(Information supplied)
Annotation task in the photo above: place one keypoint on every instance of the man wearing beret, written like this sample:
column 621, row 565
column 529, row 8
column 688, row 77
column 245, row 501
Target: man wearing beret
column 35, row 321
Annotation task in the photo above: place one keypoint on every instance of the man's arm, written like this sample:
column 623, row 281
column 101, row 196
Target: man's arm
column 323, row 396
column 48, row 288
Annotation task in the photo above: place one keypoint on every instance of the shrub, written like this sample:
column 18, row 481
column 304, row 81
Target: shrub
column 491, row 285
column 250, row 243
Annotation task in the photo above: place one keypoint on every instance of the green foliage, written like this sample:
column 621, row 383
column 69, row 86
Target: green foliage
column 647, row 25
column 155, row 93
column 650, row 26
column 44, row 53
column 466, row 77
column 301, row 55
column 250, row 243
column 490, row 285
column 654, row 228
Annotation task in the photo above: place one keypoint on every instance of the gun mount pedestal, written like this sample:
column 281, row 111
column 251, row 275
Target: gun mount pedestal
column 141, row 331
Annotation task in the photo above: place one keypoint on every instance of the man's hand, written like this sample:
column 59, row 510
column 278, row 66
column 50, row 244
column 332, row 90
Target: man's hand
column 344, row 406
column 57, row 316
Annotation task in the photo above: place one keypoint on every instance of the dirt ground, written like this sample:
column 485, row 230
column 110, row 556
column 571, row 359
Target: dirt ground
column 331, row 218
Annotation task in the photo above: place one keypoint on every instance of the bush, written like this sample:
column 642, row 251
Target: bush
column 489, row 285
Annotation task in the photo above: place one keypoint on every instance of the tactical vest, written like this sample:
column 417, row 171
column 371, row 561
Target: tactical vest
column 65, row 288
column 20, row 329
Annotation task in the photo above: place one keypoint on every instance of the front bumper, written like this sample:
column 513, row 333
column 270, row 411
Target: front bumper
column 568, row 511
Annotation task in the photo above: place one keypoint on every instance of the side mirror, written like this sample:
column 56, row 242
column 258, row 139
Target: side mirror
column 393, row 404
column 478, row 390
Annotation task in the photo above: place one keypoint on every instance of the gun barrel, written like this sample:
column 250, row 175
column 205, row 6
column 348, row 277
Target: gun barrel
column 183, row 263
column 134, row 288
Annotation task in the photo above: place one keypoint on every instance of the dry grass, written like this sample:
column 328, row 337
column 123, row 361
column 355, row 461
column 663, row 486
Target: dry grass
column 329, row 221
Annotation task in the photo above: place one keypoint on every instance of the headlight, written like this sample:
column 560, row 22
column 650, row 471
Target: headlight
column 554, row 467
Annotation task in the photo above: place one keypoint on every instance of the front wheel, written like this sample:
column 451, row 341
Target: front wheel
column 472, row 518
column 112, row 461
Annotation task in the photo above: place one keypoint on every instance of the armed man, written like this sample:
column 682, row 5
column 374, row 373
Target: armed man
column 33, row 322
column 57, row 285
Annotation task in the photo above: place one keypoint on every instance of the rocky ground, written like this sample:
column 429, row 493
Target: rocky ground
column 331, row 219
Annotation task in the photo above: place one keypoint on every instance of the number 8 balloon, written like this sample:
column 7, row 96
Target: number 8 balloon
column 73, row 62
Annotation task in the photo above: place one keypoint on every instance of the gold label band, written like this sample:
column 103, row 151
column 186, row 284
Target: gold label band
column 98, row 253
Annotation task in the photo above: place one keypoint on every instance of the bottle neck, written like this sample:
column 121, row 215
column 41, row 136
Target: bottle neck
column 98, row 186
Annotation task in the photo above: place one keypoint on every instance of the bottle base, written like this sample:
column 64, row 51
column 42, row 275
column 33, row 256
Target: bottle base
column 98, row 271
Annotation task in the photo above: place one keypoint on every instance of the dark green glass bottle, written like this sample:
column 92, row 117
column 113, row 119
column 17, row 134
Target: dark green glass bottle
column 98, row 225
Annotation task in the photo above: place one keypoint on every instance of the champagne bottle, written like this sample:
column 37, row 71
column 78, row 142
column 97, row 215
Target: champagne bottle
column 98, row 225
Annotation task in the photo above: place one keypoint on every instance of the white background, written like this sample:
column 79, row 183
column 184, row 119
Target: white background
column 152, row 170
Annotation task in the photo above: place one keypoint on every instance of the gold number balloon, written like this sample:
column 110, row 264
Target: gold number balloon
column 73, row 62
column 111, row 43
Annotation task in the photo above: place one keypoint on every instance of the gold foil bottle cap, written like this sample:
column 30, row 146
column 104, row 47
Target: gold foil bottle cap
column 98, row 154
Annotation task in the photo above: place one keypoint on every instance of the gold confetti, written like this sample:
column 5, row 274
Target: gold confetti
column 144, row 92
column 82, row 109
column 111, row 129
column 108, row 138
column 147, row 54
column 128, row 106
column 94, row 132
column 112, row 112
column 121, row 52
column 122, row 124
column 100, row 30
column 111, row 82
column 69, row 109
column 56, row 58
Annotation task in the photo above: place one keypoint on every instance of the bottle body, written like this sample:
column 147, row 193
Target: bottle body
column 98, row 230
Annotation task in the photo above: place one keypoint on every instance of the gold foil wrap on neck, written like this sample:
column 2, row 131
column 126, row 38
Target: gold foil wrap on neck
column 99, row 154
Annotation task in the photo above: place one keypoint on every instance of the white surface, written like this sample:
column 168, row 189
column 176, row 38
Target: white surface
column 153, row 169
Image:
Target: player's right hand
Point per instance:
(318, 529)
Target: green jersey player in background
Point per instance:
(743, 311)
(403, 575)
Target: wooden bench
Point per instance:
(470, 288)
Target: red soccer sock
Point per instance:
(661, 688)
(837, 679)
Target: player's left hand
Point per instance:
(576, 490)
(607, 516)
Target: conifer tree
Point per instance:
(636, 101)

(What this task involves) Exactly as they appear, write out the lines from the one containing "column 147, row 193" through the final line of the entries above, both included.

(Result of this exercise)
column 147, row 193
Target: bottle body
column 98, row 230
Annotation task in the photo above: place one keypoint on every instance of the gold foil wrap on neck, written like this sample:
column 2, row 131
column 126, row 38
Target: gold foil wrap on neck
column 99, row 154
Annotation task in the photo above: place one keypoint on every instance of the white surface, written like this sample:
column 168, row 189
column 176, row 38
Target: white surface
column 153, row 169
Image:
Target: player's right hand
Point per instance:
(318, 529)
Target: green jersey player in background
Point per instance:
(743, 311)
(403, 575)
Target: wooden bench
Point per instance:
(470, 288)
Target: red soccer sock
Point per instance:
(661, 688)
(837, 679)
Target: player's left hand
Point per instance:
(576, 490)
(607, 516)
Target: conifer tree
Point per instance:
(636, 101)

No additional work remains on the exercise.